__Page text__.
⟨

CAREER: Discourse Processing and Content Generation for Document Simplification

  • Funded by National Science Foundation (NSF)
  • Total publications:0 publications

Grant number: 2145479

Grant search

Key facts

  • Disease

    COVID-19
  • Start & end year

    2022
    2027
  • Known Financial Commitments (USD)

    $110,797
  • Funder

    National Science Foundation (NSF)
  • Principal Investigator

    Junyi Li
  • Research Location

    United States of America
  • Lead Research Institution

    University of Texas at Austin
  • Research Priority Alignment

    N/A
  • Research Category

    Secondary impacts of disease, response & control measures

  • Research Subcategory

    Other secondary impacts

  • Special Interest Tags

    Data Management and Data Sharing

  • Study Type

    Non-Clinical

  • Clinical Trial Details

    N/A

  • Broad Policy Alignment

    Pending

  • Age Group

    Unspecified

  • Vulnerable Population

    Unspecified

  • Occupations of Interest

    Other

Abstract

This award is funded in whole or in part under the American Rescue Plan Act of 2021 (Public Law 117-2).

Simplification is the process of making a text more accessible to a target audience, e.g., language learners, children, and individuals with language impairments, while preserving its meaning and content. The lack of accessible material can exacerbate social issues, for example, the complexity of language used in college admission and financial aid applications has contributed to the lagging access to higher education among emergent bilingual students; the WHO has recognized the urgency of accessible technical information, given the rise of medical misinformation especially in the wake of the COVID-19 pandemic. While there has been much work on sentence simplification, very few datasets are large enough to train supervised models; simplifying a document also involves different operations from those at the sentence level, including content addition, and how sentences connect with each other. This project aims to develop new resources and data-driven approaches for document simplification, with the potential to address information transparency and fair access across a range of high-stake domains. This project will also support the education and training of a diverse body of undergraduate and graduate students across disciplines.

⟩

__Data segment__.
⟨

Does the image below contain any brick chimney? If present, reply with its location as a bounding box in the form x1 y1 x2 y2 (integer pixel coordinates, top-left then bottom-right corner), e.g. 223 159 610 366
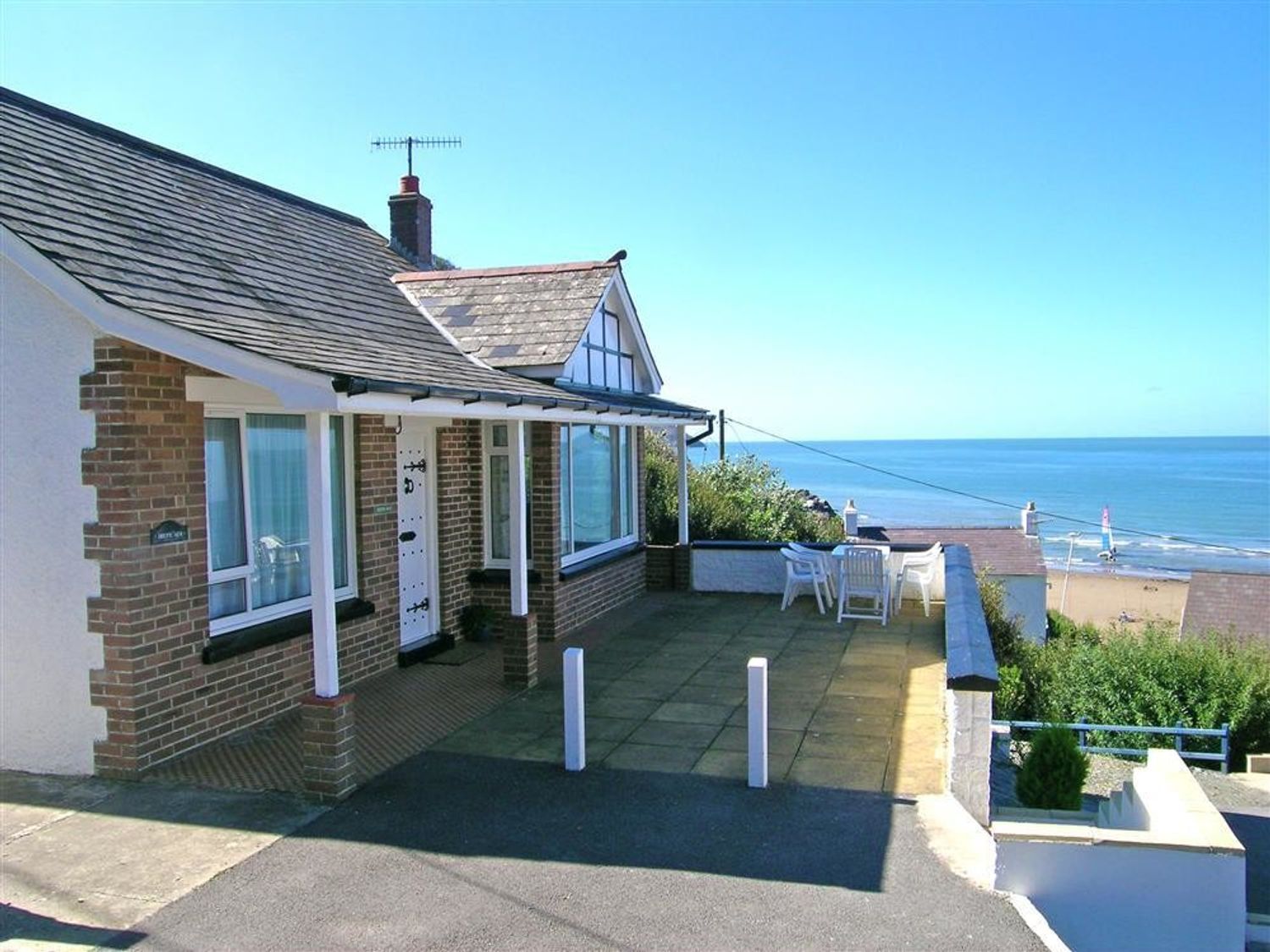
389 175 432 272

⟩

__Task to complete__.
According to the grant page, which law funds this award in whole or in part?

__Response to the exercise__.
The American Rescue Plan Act of 2021 (Public Law 117-2).